- _DATASET EXCERPTS_
%%

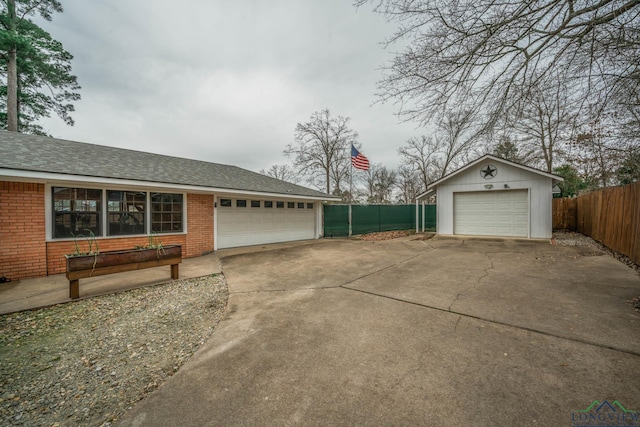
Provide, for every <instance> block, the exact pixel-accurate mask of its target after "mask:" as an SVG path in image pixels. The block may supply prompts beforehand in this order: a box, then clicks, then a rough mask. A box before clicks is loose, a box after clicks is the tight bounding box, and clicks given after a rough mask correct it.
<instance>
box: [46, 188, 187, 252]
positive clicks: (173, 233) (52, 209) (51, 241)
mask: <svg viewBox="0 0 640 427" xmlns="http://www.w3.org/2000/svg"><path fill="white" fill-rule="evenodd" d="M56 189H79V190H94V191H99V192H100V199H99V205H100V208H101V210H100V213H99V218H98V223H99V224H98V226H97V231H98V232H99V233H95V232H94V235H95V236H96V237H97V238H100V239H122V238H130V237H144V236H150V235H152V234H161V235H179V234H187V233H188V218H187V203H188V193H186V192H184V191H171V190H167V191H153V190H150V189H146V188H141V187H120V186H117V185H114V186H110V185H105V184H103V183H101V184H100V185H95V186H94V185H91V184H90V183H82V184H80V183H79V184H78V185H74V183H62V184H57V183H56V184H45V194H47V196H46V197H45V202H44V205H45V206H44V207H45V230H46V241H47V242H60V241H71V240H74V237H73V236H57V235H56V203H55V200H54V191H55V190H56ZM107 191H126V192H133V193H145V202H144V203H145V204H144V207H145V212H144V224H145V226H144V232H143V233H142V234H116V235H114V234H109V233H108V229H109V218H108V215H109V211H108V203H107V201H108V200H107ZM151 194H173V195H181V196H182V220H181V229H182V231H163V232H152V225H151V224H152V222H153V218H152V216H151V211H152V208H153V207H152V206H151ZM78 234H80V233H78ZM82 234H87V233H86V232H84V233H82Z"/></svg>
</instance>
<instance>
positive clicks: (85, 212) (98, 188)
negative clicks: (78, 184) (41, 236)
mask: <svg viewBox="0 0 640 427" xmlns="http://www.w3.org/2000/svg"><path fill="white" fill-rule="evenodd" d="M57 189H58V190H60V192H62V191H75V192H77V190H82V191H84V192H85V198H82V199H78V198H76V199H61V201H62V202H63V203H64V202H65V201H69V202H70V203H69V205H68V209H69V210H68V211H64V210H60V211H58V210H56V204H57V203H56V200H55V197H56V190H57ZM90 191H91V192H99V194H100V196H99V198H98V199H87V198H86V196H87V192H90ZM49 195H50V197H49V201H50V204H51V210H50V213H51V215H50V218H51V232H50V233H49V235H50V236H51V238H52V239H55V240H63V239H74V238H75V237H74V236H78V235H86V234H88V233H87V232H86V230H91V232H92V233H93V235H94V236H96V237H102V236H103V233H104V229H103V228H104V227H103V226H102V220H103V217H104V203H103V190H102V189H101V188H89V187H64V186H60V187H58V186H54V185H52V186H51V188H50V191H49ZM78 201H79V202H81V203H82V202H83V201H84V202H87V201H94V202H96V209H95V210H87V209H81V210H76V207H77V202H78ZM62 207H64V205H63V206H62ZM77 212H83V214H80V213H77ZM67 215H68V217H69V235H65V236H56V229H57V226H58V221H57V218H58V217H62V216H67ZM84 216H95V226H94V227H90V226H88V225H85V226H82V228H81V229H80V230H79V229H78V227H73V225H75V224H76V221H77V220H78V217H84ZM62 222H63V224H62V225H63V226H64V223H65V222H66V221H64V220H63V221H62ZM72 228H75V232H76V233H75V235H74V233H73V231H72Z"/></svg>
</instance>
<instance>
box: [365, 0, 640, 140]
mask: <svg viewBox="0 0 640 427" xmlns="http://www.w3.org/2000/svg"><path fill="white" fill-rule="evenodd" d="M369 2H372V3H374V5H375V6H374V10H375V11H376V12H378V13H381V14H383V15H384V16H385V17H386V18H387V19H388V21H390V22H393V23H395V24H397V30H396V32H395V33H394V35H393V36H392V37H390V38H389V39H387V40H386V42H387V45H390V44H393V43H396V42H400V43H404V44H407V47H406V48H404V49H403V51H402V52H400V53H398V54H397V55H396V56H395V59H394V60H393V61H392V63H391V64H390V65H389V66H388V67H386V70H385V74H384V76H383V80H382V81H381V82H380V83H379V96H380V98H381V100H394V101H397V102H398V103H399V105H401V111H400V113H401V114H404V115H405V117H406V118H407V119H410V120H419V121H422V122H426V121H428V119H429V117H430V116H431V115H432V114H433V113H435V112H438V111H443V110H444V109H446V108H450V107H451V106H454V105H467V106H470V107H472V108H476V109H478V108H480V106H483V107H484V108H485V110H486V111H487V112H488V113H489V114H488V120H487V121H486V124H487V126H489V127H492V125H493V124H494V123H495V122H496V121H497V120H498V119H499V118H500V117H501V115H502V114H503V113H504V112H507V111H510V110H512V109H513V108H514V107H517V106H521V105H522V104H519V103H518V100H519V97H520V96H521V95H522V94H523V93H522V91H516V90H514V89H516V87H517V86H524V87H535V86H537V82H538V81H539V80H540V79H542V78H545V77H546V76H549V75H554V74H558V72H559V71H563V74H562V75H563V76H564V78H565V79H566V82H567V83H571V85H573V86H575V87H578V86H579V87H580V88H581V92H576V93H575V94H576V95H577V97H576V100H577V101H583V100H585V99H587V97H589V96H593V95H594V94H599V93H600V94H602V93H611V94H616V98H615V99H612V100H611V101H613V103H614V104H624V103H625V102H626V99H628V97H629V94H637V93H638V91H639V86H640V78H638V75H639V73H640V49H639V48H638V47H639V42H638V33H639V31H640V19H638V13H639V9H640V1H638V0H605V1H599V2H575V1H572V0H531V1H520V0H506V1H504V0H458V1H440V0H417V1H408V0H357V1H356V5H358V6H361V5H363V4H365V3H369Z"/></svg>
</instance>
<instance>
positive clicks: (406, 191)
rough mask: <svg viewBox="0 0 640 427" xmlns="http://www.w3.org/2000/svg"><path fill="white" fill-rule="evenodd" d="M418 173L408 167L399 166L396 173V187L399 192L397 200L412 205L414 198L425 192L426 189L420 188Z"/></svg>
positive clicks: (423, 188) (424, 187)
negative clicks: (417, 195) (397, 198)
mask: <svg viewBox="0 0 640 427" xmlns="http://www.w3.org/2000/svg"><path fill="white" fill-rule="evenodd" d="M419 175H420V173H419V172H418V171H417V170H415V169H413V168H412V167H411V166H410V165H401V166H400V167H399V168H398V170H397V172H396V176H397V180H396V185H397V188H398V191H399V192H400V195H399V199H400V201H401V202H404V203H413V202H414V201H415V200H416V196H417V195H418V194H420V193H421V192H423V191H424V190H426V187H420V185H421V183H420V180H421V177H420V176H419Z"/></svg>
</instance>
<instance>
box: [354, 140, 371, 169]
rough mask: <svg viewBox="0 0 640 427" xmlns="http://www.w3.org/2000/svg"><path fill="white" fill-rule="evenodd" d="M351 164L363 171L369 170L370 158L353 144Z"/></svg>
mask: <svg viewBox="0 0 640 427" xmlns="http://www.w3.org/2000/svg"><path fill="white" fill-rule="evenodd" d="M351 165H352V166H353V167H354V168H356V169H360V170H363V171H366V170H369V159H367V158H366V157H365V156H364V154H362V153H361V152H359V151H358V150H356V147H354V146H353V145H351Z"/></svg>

%%
%%

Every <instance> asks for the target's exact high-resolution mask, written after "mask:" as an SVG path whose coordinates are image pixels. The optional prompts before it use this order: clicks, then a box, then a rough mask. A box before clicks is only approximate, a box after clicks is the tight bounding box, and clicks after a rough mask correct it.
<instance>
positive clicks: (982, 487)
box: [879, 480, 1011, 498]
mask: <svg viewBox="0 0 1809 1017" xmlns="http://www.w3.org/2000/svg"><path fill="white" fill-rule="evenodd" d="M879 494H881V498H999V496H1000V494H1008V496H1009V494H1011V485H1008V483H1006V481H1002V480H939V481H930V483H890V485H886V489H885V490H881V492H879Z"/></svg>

%%

- _EXERCISE DETAILS_
Show every line of the entries above that contains the word "positive".

- _TASK ANSWER_
positive clicks: (173, 233) (52, 209) (51, 241)
positive clicks: (85, 212) (98, 188)
positive clicks: (406, 191)
positive clicks: (423, 188) (424, 187)
positive clicks: (982, 487)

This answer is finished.